**Task statement:** Reproduce the GP model update example below in full, character for character and without alteration.
** start Text passage **
Example of GP model update with new data
"""
import numpy as np
from rootlogon import DataServer, Modeler

# Load observations
tdsObs = DataServer.TDataServer("tdsObs", "")
tdsObs.fileDataRead("utf_4D_train.dat")

# Construct the GPBuilder
gpb = Modeler.TGPBuilder(tdsObs, "x1:x2:x3:x4", "y", "matern3/2")

# Search for the optimal hyper-parameters
gpb.findOptimalParameters("ML", 100, "neldermead", 500)

# Create a new observation
newObs = np.array([tdsObs.getNPatterns()+1, 7.547605e-01, 8.763968e-01,
                   1.255390e-01, 6.370434e-01, 1.189220e+00])

tdsObs.getTuple().Fill(newObs)

# Update the GP Builder
gpb.updateObservations()

# Search for optimal hyper-parameters, starting from their current values
gpb.findOptimalParameters("ML", 0, "bobyqa", 500, False)

# Create the model
krig = gpb.buildGP()

# Display model information
krig.printLog()
** end Text passage **
** start Supplied data **
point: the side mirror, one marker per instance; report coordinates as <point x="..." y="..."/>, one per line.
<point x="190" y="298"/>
** end Supplied data **
**Answer for the task:**
Example of GP model update with new data
"""
import numpy as np
from rootlogon import DataServer, Modeler

# Load observations
tdsObs = DataServer.TDataServer("tdsObs", "")
tdsObs.fileDataRead("utf_4D_train.dat")

# Construct the GPBuilder
gpb = Modeler.TGPBuilder(tdsObs, "x1:x2:x3:x4", "y", "matern3/2")

# Search for the optimal hyper-parameters
gpb.findOptimalParameters("ML", 100, "neldermead", 500)

# Create a new observation
newObs = np.array([tdsObs.getNPatterns()+1, 7.547605e-01, 8.763968e-01,
                   1.255390e-01, 6.370434e-01, 1.189220e+00])

tdsObs.getTuple().Fill(newObs)

# Update the GP Builder
gpb.updateObservations()

# Search for optimal hyper-parameters, starting from their current values
gpb.findOptimalParameters("ML", 0, "bobyqa", 500, False)

# Create the model
krig = gpb.buildGP()

# Display model information
krig.printLog()